-- GIVEN EXERCISE --
Count the lines in the data below that contain the string "rock", treating uppercase and lowercase letters as distinct. Give only the resulting number.

-- RECORD SET --

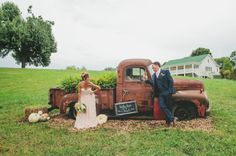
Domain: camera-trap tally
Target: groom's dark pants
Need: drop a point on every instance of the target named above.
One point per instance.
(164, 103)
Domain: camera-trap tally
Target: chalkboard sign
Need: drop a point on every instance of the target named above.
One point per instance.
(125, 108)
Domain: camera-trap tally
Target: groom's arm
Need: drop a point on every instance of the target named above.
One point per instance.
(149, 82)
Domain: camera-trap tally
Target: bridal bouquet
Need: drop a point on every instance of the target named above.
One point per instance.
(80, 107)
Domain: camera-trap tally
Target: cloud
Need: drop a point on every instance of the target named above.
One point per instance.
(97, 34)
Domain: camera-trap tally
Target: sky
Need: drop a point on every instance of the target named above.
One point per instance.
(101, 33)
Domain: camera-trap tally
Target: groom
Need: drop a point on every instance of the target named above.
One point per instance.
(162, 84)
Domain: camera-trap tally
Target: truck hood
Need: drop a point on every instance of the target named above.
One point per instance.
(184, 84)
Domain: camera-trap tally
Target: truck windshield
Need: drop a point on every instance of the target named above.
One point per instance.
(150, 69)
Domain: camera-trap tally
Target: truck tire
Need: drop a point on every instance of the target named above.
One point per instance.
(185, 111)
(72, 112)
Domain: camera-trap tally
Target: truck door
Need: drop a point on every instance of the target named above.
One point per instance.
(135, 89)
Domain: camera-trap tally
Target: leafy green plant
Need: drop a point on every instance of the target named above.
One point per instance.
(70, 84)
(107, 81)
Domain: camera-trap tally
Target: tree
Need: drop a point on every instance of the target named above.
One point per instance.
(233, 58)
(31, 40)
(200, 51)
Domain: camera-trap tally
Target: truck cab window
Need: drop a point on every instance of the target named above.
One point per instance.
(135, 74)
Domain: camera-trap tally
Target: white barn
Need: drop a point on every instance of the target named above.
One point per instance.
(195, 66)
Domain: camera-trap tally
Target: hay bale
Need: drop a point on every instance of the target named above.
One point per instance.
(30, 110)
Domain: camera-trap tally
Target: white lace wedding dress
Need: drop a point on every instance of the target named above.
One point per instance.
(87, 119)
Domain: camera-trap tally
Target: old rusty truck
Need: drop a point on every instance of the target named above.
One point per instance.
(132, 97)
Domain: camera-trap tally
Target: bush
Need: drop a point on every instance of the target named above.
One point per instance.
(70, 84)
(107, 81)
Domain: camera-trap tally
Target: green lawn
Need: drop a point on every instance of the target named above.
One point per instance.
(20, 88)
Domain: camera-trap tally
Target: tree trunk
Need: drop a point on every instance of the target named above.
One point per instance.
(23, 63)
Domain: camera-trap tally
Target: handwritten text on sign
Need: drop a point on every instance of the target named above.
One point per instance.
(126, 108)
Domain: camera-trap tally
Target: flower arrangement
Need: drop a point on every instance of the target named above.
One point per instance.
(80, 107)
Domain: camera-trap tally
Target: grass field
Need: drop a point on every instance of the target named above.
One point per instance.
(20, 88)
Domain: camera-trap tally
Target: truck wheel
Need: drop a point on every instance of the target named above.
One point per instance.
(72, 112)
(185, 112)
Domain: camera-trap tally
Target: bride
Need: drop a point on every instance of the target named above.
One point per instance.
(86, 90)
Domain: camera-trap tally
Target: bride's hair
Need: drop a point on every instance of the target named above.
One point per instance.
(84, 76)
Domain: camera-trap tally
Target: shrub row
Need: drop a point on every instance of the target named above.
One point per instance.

...

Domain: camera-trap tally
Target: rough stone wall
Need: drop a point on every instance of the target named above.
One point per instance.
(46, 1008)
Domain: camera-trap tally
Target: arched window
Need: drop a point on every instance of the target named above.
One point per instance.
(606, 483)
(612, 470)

==

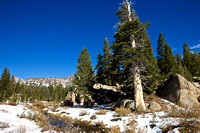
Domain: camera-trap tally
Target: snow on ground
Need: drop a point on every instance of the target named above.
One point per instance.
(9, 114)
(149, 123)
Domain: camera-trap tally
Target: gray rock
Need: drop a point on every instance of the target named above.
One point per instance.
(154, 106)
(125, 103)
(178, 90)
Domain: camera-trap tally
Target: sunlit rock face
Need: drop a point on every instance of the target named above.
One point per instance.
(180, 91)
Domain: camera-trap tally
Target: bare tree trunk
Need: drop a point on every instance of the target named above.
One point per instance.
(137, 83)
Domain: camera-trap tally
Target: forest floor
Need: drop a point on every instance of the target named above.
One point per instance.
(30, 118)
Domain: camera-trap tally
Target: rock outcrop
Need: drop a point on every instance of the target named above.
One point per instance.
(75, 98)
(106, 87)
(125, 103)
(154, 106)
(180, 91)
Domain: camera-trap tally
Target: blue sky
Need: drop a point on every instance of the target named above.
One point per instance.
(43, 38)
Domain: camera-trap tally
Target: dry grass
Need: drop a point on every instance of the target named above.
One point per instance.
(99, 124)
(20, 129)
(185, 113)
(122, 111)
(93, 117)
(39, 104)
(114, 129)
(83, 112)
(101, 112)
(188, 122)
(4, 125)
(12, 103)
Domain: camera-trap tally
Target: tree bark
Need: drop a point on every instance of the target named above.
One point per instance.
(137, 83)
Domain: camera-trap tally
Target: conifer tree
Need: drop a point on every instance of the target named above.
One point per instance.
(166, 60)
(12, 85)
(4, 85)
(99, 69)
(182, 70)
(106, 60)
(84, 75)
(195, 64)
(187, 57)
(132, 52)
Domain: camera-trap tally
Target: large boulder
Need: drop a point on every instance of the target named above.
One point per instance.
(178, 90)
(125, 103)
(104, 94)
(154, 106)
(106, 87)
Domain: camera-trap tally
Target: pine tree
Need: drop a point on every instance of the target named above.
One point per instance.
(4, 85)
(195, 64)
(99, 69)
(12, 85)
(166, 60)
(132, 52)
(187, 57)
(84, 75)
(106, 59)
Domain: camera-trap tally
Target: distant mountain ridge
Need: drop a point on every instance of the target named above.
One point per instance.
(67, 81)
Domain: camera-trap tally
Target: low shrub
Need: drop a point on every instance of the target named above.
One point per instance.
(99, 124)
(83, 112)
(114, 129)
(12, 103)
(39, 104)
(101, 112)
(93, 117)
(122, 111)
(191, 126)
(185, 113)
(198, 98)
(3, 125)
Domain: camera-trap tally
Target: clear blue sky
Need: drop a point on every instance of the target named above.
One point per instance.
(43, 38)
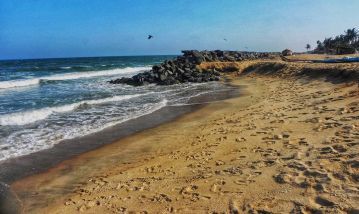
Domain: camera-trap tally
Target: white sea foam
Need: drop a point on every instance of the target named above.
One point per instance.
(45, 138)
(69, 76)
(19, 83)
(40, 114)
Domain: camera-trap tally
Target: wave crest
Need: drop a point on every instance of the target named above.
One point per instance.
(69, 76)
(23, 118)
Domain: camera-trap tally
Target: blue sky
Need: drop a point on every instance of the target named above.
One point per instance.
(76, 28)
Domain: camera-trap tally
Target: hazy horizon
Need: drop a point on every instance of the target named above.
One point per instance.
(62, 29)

-- SOLUTION TO THE PROBLEM --
3